→ **TEKS YANG DIBERIKAN**

Apakah Trauma Menyebabkan Gangguan Kesehatan pada Perut?

1 day ago 2

TEMPO.CO, Jakarta - Apakah trauma menyebabkan gangguan kesehatan pada perut? Sering kali, rasa khawatir atau gelisah berpengaruh terhadap rasa sakit perut. Ternyata, kondisi ini memang dapat muncul akibat trauma berkepanjangan yang memengaruhi usus dan sistem pencernaan.

Respons tubuh terhadap stres berkepanjangan dapat menyebabkan gangguan fungsi pencernaan yang mengganggu keseimbangan tubuh secara keseluruhan. Berikut ini penjelasan selengkapnya.

Apakah trauma menyebabkan gangguan kesehatan pada perut? Merujuk dari tulisan di situs Khiron Clinics, studi menunjukkan bahwa pengalaman traumatis dapat berdampak pada kesehatan pencernaan, bahkan dalam jangka panjang. 

Baca berita dengan sedikit iklan, klik di sini

Stres yang tidak terkelola dari pengalaman traumatis dapat mengubah pola kerja usus, menyebabkan masalah seperti Irritable Bowel Syndrome (IBS), gangguan pencernaan, dan peradangan pada saluran cerna. Oleh karena itu, memahami kaitan antara trauma dan sistem pencernaan menjadi penting untuk mencegah serta mengelola gangguan yang mungkin terjadi.

Penelitian telah membuktikan adanya keterkaitan antara trauma dan masalah pencernaan, baik dalam jangka pendek maupun panjang. Studi mengenai Adverse Childhood Experiences (ACE) mengungkapkan bahwa pengalaman traumatis di masa kecil dapat meningkatkan risiko gangguan lambung dan usus di kemudian hari. Trauma yang dialami, seperti kekerasan atau lingkungan keluarga yang tidak stabil, memicu stres kronis yang mengganggu komunikasi antara otak dan sistem pencernaan.

Gangguan komunikasi antara otak dan usus terjadi karena peningkatan hormon stres, seperti kortisol, yang menyebabkan peradangan serta mempengaruhi keseimbangan bakteri dalam usus. Ketidakseimbangan ini dapat menurunkan jumlah bakteri baik, meningkatkan populasi bakteri berbahaya, serta memicu kondisi seperti IBS dan peradangan pada usus. Akibatnya, seseorang lebih rentan mengalami gangguan pencernaan yang berulang.

→ **MATERI BELAJAR**

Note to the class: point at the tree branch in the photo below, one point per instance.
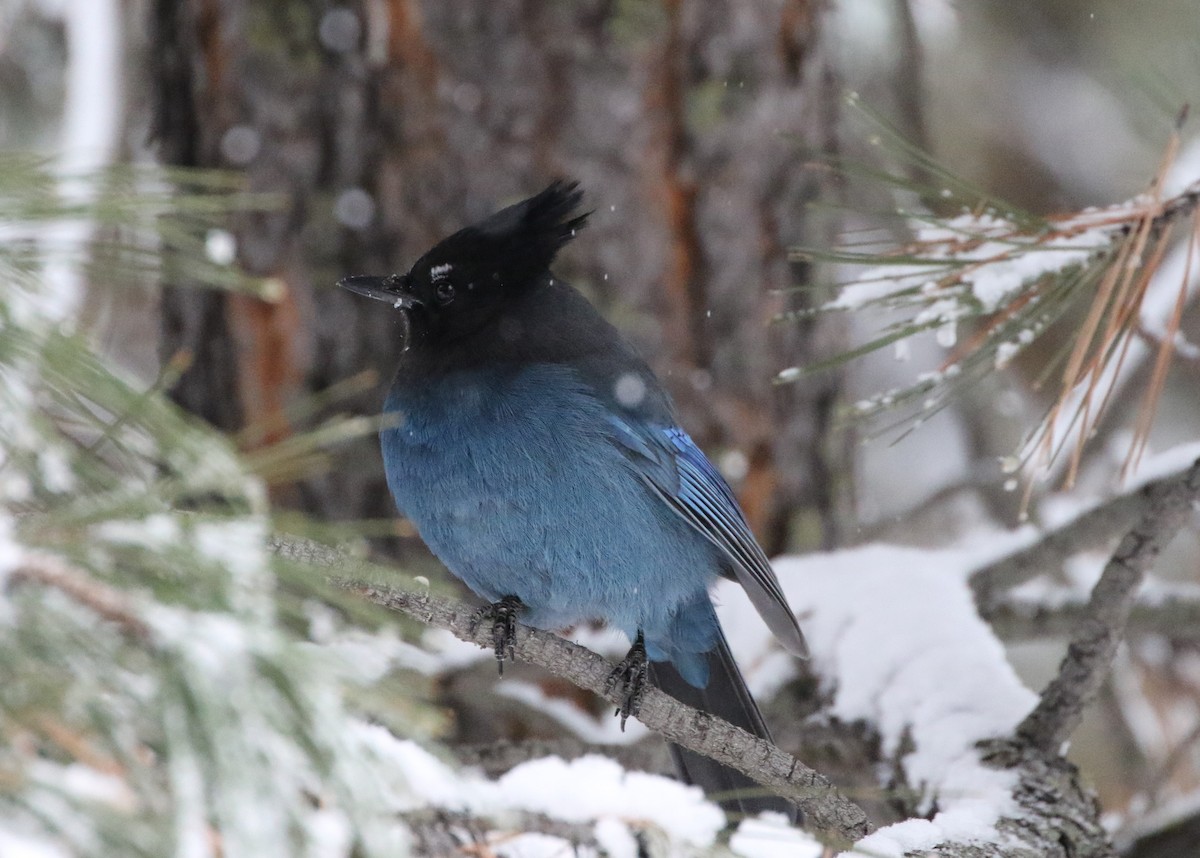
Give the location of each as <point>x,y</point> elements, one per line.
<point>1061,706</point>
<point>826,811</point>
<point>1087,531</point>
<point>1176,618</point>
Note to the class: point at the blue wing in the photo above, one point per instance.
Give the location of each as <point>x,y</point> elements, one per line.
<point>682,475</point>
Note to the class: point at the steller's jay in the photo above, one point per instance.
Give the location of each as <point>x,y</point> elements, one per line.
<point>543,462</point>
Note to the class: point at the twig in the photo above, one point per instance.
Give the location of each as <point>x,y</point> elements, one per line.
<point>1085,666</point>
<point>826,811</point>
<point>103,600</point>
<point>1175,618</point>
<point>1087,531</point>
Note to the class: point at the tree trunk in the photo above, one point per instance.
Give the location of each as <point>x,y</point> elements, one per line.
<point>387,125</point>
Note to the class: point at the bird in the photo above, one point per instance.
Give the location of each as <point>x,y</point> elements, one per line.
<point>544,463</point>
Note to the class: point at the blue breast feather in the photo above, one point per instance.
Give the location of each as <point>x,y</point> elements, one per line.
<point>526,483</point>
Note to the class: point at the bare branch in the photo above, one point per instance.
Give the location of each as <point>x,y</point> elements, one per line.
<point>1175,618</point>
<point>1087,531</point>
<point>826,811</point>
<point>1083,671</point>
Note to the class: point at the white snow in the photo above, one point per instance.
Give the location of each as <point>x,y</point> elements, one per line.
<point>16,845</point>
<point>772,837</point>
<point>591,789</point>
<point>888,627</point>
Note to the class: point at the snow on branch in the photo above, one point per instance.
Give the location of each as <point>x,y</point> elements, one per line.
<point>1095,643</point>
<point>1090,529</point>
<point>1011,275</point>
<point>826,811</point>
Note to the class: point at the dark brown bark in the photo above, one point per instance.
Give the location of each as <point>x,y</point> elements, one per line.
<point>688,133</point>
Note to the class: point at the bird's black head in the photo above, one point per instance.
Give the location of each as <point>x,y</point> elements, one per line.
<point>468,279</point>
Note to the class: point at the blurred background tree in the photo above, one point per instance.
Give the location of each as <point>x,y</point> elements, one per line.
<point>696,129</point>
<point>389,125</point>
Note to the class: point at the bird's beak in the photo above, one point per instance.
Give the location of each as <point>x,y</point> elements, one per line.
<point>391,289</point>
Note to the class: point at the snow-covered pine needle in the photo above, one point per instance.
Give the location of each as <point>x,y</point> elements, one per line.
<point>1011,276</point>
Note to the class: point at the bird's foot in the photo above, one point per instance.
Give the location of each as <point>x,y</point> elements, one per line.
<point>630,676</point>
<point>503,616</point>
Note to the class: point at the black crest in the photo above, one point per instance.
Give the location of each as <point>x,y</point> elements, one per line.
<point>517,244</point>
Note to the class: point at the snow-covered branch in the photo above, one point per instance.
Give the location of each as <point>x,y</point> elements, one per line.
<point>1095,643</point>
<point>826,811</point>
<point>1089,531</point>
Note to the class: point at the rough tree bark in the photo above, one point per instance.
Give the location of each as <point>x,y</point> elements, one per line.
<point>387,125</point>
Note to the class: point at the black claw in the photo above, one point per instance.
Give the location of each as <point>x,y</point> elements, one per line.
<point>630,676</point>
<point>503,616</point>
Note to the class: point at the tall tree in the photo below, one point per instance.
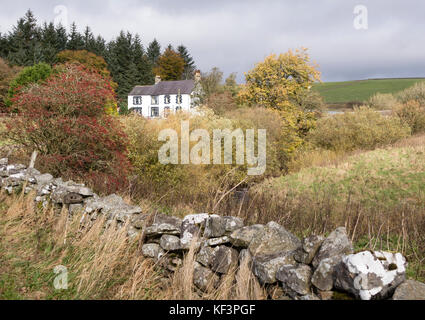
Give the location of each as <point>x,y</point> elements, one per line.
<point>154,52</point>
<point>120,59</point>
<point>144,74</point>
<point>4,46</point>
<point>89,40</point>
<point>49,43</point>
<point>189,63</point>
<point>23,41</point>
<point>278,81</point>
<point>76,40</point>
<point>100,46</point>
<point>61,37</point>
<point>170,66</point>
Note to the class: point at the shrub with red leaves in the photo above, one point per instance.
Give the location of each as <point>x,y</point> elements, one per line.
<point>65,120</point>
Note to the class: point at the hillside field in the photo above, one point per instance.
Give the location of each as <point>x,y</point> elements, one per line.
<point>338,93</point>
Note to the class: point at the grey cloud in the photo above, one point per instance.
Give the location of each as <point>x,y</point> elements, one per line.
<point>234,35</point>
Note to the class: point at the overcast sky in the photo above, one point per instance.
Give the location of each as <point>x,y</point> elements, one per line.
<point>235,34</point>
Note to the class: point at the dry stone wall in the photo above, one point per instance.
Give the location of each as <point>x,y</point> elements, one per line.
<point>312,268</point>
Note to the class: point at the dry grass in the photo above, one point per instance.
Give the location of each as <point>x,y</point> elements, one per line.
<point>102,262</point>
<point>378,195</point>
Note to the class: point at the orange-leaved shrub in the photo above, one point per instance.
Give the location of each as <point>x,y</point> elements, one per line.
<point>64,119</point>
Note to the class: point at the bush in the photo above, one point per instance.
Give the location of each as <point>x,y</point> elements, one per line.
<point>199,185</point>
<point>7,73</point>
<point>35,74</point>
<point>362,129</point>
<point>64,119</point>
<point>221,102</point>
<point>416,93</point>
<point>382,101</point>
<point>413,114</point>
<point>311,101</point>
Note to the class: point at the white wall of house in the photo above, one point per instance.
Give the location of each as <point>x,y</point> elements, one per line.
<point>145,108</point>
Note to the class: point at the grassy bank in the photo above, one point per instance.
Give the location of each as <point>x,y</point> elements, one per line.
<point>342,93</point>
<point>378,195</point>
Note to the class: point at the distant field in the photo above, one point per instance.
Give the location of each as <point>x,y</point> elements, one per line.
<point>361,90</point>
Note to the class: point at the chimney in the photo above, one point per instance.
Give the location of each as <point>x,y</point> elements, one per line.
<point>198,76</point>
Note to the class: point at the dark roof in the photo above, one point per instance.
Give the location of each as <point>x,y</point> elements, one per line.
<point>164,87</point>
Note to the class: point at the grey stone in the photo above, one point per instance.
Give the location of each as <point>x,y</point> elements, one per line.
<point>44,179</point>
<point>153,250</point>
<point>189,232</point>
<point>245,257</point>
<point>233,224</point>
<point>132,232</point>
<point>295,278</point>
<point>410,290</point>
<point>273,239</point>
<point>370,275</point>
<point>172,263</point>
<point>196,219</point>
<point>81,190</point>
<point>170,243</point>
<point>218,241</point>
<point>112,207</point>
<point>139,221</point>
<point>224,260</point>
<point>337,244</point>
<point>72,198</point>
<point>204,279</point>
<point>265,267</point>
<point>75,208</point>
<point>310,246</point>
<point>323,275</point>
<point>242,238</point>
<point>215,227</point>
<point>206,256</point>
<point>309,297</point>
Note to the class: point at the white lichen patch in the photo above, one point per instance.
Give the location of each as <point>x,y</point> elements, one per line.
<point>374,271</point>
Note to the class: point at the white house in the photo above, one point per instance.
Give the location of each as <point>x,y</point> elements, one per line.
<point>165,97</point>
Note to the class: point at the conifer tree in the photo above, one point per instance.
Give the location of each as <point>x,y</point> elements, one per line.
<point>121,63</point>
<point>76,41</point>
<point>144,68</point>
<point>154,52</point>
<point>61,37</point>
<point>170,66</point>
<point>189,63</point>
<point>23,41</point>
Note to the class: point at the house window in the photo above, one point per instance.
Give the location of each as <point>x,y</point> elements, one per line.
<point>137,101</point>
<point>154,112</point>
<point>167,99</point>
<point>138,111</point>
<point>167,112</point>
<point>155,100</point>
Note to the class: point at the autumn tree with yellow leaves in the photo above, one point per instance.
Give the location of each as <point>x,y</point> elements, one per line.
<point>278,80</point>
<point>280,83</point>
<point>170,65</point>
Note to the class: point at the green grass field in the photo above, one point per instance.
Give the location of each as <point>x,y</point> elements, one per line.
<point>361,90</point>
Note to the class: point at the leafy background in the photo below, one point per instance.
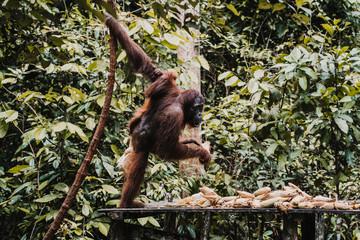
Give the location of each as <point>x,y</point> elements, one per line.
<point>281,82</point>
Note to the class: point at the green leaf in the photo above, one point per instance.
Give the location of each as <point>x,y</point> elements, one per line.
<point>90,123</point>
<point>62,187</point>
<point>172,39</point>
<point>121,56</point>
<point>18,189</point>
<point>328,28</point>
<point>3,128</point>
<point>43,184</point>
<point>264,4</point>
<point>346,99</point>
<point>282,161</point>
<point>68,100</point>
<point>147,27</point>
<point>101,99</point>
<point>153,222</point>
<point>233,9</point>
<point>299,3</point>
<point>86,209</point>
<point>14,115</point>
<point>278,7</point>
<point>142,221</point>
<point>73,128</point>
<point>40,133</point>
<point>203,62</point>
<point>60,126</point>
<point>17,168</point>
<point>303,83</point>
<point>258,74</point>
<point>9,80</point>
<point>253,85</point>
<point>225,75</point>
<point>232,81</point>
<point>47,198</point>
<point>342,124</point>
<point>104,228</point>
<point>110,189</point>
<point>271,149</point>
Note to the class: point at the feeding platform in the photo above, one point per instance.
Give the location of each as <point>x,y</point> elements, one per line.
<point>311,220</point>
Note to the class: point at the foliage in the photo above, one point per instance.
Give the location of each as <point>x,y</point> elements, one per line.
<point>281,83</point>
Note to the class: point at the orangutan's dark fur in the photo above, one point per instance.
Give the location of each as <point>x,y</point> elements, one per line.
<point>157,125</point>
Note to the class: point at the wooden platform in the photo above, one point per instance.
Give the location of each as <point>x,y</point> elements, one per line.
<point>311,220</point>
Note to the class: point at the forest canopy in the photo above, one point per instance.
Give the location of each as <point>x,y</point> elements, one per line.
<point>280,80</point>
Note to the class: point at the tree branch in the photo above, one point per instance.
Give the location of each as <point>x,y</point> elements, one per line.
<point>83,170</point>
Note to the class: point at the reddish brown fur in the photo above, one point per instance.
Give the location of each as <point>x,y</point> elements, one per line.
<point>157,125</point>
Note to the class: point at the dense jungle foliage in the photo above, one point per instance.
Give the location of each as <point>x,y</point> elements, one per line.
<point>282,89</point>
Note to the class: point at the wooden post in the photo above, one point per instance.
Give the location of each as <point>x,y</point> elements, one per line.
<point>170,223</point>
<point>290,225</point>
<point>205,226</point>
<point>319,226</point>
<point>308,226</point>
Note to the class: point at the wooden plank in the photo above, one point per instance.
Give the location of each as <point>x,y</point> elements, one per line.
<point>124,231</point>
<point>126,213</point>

→ **TUGAS DAN LATIHAN**
A. Tolong terjemahkan kalimat dari artikel tentang trauma dan pencernaan ini ke dalam bahasa Inggris: "Sering kali, rasa khawatir atau gelisah berpengaruh terhadap rasa sakit perut."
B. Sebutkan semua masalah yang dicontohkan dalam kalimat artikel tentang trauma dan pencernaan yang diawali "Stres yang tidak terkelola dari pengalaman traumatis".
Data tersebut sama sekali tidak dipakai dalam latihan ini.

→ **KUNCI JAWABAN**
A. Often, worry or anxiety affects stomach pain.

B.
- Irritable Bowel Syndrome (IBS)
- gangguan pencernaan
- peradangan pada saluran cerna